→ Material for this exercise
───

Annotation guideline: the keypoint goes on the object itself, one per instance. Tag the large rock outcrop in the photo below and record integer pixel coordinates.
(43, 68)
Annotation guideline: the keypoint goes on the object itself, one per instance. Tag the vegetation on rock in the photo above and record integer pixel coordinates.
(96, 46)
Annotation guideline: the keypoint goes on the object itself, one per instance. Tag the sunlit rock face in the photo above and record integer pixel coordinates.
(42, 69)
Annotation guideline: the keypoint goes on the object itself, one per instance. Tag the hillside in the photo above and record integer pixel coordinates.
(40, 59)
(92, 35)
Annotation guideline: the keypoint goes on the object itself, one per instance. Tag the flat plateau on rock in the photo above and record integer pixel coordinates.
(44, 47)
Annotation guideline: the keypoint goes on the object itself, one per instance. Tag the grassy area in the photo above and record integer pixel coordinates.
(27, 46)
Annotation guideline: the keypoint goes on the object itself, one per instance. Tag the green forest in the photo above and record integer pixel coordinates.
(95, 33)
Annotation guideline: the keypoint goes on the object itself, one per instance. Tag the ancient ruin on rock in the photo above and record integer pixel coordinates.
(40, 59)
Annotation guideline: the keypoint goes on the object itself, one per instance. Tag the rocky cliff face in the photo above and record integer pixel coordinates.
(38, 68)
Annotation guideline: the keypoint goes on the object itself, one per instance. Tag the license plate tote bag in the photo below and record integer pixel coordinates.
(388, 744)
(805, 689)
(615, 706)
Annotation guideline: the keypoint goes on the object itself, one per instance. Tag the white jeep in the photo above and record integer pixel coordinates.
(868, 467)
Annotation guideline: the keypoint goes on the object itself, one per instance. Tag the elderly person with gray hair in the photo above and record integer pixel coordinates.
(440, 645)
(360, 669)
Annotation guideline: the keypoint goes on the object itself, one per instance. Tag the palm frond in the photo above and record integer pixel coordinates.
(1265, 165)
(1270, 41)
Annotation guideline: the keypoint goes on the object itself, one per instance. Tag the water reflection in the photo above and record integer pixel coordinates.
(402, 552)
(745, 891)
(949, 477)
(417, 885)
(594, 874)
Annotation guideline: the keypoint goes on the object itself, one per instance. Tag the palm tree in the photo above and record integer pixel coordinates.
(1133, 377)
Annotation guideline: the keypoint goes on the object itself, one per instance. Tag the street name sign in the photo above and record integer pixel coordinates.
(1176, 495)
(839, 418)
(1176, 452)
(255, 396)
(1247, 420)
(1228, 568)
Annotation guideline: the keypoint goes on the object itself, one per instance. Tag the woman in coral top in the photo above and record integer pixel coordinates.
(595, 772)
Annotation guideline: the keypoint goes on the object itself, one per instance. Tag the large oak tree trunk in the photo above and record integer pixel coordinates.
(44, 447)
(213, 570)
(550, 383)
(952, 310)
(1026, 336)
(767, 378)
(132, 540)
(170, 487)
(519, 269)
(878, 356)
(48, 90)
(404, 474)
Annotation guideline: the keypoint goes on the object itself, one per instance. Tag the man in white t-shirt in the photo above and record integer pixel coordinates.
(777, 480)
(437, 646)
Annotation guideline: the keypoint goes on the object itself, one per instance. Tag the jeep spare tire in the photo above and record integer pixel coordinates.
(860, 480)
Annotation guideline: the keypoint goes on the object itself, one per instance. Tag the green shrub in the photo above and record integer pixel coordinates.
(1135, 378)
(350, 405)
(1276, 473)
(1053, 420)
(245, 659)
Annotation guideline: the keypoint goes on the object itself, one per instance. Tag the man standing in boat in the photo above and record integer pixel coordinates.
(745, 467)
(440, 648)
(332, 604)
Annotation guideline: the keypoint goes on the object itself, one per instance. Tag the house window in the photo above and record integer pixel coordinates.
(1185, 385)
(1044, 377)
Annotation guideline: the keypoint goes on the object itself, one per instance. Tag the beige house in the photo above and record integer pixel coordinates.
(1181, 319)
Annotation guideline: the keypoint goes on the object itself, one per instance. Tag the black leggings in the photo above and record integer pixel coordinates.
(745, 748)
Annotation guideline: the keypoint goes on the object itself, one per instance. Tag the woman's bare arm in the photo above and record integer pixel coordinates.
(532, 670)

───

→ Short problem
Rewrite the data starting at the line that contains "Tag the white" and ending after the line that contains "(1228, 568)", with "street name sign" changed to "road sign" and everything else left as it is.

→ Solution to this exercise
Annotation guideline: the keypoint goes on the object itself, one per instance. Tag the white jeep in the photo above and record integer pixel coordinates.
(868, 467)
Annotation guideline: the keypoint goes on the object itself, one per instance. Tag the elderly person with gray hair in the photo above and record integer pixel coordinates.
(440, 645)
(360, 669)
Annotation guideline: the keypoint goes on the object itself, one per instance. Tag the palm frond in the photo above and record integer pixel coordinates.
(1265, 165)
(1270, 41)
Annotation guideline: the keypoint goes on the object itself, one per instance. Tag the water reflection in the photo above and record integer pixel coordinates.
(402, 552)
(745, 891)
(949, 477)
(417, 885)
(594, 874)
Annotation guideline: the keypoint goes on the object itself, one per instance. Tag the palm tree in the photo above and record integer pixel coordinates.
(1133, 377)
Annotation guideline: the keypoint goes on the object itself, one per instance. Tag the road sign in the photo above and record integer pixel coordinates.
(1176, 495)
(839, 418)
(1176, 452)
(255, 396)
(1247, 420)
(1228, 568)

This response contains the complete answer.